Objective a >>
Write out the part of the article on worry between "What would you think" and "and digestion problems.", inclusive, copying it word for word.

Pastors

High Anxiety

Leaders have lots of reasons to worry … and one overriding reason not to.

Pressure Gauge

Picture yourself at your next gathering of church leaders. As an icebreaker, the emcee asks everyone to turn to a neighbor and say what's going well in your ministry. With a smile, you turn to the person next to you and describe your excitement over the people from the neighborhood who've started attending the church.

Then the emcee says, "Now tell the person next to you what's keeping you up at night."

What would you say?

What would you think if your neighbor turned to you and said, "Nothing. I've got no worries"?

In a roomful of leaders, that would be pretty weird. We're not sure we'd believe such an answer.

Worry is everywhere. As I wrote in my book Anxious, "If you aren't worried, you are either (1) dead, (2) comatose, or (3) seriously out of step with our culture." The majority of Americans say they live under moderate to high stress levels. This constant stress has many consequences for our health, including high blood pressure, obesity, sleeplessness, fatigue, headaches, depression, and digestion problems.

Data excerpts >>
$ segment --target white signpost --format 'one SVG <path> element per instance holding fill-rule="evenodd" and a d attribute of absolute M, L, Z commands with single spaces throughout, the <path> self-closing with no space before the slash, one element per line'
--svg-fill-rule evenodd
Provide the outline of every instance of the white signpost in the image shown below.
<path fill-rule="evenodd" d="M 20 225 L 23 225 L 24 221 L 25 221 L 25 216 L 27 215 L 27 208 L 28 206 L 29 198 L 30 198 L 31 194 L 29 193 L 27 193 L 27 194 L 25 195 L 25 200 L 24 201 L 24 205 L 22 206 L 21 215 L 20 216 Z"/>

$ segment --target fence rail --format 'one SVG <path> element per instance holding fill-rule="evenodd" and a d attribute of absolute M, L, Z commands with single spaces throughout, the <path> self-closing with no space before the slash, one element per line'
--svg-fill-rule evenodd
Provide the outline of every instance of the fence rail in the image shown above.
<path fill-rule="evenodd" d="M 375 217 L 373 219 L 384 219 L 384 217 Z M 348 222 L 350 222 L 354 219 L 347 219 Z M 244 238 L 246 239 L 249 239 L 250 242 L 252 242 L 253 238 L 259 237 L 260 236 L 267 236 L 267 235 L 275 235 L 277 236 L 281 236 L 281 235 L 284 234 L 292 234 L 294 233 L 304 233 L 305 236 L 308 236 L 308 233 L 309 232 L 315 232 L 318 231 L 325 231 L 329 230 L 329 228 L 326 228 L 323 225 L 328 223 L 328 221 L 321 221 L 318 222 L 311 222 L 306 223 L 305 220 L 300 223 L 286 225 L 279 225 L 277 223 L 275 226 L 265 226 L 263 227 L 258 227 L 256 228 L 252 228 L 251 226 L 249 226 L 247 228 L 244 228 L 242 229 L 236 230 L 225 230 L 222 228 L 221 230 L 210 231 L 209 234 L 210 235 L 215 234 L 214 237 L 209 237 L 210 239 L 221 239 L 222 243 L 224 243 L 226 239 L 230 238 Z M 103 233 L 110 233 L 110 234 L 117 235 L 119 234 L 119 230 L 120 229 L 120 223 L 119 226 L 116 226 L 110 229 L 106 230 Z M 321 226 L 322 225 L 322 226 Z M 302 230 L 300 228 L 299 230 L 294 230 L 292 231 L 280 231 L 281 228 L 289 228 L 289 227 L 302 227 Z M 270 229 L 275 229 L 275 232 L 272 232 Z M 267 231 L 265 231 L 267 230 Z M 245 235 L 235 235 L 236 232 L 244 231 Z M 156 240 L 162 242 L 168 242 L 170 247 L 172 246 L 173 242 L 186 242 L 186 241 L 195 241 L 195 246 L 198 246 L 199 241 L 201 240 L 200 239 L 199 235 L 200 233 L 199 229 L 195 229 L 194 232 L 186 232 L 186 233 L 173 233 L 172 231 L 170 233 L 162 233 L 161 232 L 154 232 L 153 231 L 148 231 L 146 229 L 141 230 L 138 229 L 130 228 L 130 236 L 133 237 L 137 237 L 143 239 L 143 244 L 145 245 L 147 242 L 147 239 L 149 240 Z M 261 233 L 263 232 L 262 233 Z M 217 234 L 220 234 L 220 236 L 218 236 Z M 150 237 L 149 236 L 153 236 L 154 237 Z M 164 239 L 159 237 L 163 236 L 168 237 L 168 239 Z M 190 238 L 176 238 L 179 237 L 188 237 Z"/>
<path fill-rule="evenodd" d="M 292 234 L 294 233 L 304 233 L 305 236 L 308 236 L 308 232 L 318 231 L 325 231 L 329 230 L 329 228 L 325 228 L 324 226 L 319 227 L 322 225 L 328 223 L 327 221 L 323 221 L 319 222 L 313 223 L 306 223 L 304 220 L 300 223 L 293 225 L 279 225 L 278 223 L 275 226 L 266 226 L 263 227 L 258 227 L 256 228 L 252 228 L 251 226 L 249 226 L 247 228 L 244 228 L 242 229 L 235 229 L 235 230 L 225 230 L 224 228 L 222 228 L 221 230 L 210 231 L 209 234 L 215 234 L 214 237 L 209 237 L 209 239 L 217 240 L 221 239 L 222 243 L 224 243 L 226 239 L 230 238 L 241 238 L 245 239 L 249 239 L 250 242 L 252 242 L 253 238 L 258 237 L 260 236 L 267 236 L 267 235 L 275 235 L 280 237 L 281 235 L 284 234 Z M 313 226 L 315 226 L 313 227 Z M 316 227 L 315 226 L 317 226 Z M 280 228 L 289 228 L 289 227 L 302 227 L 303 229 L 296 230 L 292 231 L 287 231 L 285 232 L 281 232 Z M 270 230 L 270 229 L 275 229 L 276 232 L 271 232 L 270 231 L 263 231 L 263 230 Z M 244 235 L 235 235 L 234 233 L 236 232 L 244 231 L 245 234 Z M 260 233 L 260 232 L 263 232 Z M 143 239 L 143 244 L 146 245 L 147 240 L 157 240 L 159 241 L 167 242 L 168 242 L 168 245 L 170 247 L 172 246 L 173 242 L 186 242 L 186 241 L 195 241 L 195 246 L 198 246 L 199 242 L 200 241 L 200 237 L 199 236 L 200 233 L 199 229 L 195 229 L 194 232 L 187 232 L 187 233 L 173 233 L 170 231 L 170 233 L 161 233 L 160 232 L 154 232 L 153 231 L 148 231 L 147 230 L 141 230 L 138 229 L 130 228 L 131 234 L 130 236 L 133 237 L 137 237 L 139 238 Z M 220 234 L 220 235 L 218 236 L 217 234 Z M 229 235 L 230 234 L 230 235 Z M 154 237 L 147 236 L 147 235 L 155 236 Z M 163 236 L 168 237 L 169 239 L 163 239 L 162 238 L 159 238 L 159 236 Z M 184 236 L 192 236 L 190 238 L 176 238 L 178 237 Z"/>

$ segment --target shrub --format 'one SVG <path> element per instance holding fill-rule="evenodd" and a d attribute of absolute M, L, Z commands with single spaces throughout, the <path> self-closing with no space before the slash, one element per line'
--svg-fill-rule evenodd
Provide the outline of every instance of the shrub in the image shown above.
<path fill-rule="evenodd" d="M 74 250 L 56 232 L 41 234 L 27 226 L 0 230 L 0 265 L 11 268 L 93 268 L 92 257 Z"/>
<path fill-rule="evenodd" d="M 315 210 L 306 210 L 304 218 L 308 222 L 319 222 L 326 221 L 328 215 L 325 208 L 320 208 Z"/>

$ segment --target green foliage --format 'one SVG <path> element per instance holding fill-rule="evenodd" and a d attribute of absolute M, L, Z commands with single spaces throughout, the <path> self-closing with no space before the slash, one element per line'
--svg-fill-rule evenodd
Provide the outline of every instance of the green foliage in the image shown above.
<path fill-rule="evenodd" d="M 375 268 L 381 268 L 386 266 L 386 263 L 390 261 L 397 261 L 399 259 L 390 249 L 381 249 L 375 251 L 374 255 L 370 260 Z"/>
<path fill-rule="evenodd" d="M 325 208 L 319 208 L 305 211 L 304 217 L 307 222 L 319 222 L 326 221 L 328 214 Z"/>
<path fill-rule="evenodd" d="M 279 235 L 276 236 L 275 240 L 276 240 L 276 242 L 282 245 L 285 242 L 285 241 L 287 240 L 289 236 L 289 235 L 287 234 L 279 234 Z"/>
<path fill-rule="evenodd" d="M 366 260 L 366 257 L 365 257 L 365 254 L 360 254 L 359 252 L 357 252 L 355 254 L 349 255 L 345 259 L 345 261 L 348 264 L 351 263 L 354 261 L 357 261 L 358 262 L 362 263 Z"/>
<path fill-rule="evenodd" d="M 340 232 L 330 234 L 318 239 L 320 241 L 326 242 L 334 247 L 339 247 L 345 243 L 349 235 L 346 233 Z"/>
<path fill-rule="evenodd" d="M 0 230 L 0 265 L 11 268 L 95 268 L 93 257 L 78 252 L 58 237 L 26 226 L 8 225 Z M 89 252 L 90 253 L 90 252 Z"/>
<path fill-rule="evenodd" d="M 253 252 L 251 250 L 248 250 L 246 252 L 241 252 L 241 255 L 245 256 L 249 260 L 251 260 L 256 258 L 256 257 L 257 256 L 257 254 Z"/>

Objective b >>
Turn the lines of the rows between the lines holding "segment --target green" and "366 260 L 366", inclusive, into a JSON list of strings with one string per line and no blank lines.

Full output a >>
What would you think if your neighbor turned to you and said, "Nothing. I've got no worries"?

In a roomful of leaders, that would be pretty weird. We're not sure we'd believe such an answer.

Worry is everywhere. As I wrote in my book Anxious, "If you aren't worried, you are either (1) dead, (2) comatose, or (3) seriously out of step with our culture." The majority of Americans say they live under moderate to high stress levels. This constant stress has many consequences for our health, including high blood pressure, obesity, sleeplessness, fatigue, headaches, depression, and digestion problems.

Full output b >>
[
  "$ segment --target green foliage --format 'one SVG <path> element per instance holding fill-rule=\"evenodd\" and a d attribute of absolute M, L, Z commands with single spaces throughout, the <path> self-closing with no space before the slash, one element per line'",
  "--svg-fill-rule evenodd",
  "Provide the outline of every instance of the green foliage in the image shown above.",
  "<path fill-rule=\"evenodd\" d=\"M 375 268 L 381 268 L 386 266 L 386 263 L 390 261 L 397 261 L 399 259 L 390 249 L 381 249 L 375 251 L 374 255 L 370 260 Z\"/>",
  "<path fill-rule=\"evenodd\" d=\"M 325 208 L 319 208 L 305 211 L 304 217 L 307 222 L 319 222 L 326 221 L 328 214 Z\"/>",
  "<path fill-rule=\"evenodd\" d=\"M 279 235 L 276 236 L 275 240 L 276 240 L 276 242 L 282 245 L 285 242 L 285 241 L 287 240 L 289 236 L 289 235 L 287 234 L 279 234 Z\"/>",
  "<path fill-rule=\"evenodd\" d=\"M 366 260 L 366 257 L 365 257 L 365 254 L 360 254 L 359 252 L 357 252 L 355 254 L 349 255 L 345 259 L 345 261 L 348 264 L 351 263 L 354 261 L 357 261 L 358 262 L 362 263 Z\"/>"
]